▶ What this task involves
Extract all records. Keep each one exact.

▶ Entries shown
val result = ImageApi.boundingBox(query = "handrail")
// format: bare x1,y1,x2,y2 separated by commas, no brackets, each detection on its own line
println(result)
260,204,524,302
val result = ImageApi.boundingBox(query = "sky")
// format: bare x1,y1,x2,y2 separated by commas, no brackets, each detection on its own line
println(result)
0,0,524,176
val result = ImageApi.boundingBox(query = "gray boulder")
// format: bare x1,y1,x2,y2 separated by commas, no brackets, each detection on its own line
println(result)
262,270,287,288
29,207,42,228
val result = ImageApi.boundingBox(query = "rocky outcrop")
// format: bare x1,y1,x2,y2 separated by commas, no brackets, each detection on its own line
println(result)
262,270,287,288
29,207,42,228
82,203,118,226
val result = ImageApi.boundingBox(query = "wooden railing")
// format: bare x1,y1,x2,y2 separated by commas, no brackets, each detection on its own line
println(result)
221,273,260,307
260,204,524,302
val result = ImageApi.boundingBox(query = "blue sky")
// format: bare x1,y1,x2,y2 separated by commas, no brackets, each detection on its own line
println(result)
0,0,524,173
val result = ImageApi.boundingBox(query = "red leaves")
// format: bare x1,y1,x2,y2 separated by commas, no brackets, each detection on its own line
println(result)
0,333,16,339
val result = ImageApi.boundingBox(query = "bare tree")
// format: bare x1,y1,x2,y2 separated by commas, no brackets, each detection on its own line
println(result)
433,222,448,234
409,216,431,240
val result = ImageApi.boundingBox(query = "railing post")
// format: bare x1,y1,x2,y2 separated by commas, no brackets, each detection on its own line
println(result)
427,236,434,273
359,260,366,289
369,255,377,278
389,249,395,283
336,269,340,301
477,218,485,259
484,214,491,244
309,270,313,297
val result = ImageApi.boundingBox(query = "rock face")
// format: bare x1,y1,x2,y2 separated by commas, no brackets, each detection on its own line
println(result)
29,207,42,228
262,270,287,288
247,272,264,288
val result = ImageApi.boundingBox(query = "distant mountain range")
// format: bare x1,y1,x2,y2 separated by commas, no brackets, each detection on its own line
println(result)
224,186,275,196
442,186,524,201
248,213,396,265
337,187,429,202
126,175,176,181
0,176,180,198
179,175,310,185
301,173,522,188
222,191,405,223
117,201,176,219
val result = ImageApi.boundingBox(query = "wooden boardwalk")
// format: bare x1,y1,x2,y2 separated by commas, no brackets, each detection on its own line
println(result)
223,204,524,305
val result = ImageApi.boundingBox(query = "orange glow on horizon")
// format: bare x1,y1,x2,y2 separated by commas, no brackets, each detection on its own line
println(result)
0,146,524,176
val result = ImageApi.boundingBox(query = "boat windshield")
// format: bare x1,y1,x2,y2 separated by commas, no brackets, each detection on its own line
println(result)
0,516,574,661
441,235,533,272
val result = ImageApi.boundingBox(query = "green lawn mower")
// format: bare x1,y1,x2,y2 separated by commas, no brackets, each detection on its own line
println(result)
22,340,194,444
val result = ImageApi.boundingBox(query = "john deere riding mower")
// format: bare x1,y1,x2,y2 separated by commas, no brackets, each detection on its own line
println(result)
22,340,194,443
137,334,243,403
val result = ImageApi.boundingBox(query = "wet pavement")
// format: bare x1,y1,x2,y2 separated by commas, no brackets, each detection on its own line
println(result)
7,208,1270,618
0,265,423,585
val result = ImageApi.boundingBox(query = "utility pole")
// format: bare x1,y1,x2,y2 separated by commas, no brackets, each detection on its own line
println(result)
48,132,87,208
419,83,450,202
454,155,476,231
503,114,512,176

▶ Solution for this problem
val result = ImageApi.boundingBox(query = "handrail")
// format: bare x1,y1,x2,y2 separated by commas, no brackets, each detection on its own line
println(result)
260,204,524,302
val result = ImageApi.boundingBox(query = "sky")
// format: bare x1,y1,x2,y2 separated by commas, no brackets, each detection on its own line
println(result)
0,0,524,176
val result = ImageApi.boundingBox(query = "gray boulder")
// format: bare x1,y1,x2,y2 separated by commas, no brackets, each detection on its own line
println(result)
262,270,287,288
29,207,42,228
val result = ImageApi.boundingBox(query = "rocky outcrop")
// format: bare x1,y1,x2,y2 separated by commas, no brackets, each detection on its own line
println(result)
262,270,287,288
29,207,42,228
82,203,118,226
val result = ImageApi.boundingBox(query = "wooden railing")
// format: bare x1,y1,x2,y2 separated by commas, no brackets, each detection on its own line
println(result)
221,273,260,307
260,204,524,302
val result = ImageApi.boundingBox(query = "blue sky")
// format: bare x1,y1,x2,y2 separated by commas, no brackets, each detection on its own line
println(result)
0,0,524,173
val result = ImageApi.boundingBox(query = "red leaves")
// format: bare x1,y1,x2,y2 separated by commas, no brackets, each detection on its own line
println(result)
0,333,16,339
val result = ImageApi.boundingBox(query = "bare tree")
// format: bare x1,y1,x2,y2 separated by commas, no brackets, each detection on its own line
println(result)
433,222,448,234
409,216,431,240
val result = ImageApi.boundingBox(query = "railing post")
// format: bare x1,y1,x2,y2 separated by commas, no brackets, each detection on its own line
println(result)
427,236,434,273
359,260,366,289
369,255,377,278
389,249,395,283
336,269,340,301
477,218,485,259
484,214,491,244
309,270,313,297
val result = ImageApi.boundingBox(query = "rock face")
// format: bare x1,y1,x2,y2 separated by commas, no brackets, each detection on its own line
println(result)
29,207,42,228
262,270,287,288
247,272,264,288
val result = ImageApi.boundingBox(query = "distant mountain range")
// format: bare x1,y1,x2,y2 separated by commas, no brackets, each detection on its own line
println(result)
224,186,275,196
442,186,524,201
248,213,396,265
337,187,429,202
126,175,176,181
0,176,180,198
179,175,310,185
301,173,522,188
222,191,405,223
117,201,176,219
val result = ImageApi.boundingBox(query = "wooden boardwalk")
// format: bare x1,y1,x2,y2 separated by commas, no brackets, each detection on its own line
println(result)
223,204,524,305
val result = ImageApi.boundingBox(query = "orange glow on horizon")
// format: bare x1,y1,x2,y2 separated by commas, no brackets, each detection on its own line
println(result)
0,146,524,176
val result = ImageApi.boundingBox(query = "boat windshield")
// format: bare x1,y1,x2,y2 separated by commas, no brackets, each detection on its own line
println(result)
0,516,574,661
441,235,533,272
val result = ImageApi.boundingBox(query = "green lawn mower")
// format: bare x1,y1,x2,y2 separated by commas, no brackets, each detection on its own line
println(result)
22,340,194,444
val result = ImageApi.boundingBox(query = "john deere riding mower")
// format: bare x1,y1,x2,y2 separated by commas, no brackets, each detection on its own line
println(result)
22,340,194,443
137,334,243,403
val result = ImageApi.boundingBox(query = "wet pavement")
// format: bare x1,y1,x2,y2 separated by commas, no brackets, each detection on its own line
println(result)
7,208,1270,618
0,265,423,585
val result = ImageApi.boundingBox(query = "utility pole")
// format: bare x1,y1,x2,y2 separated by commas, no brackets, each detection on its own line
println(result)
48,132,87,208
419,83,450,202
454,155,476,231
503,114,512,176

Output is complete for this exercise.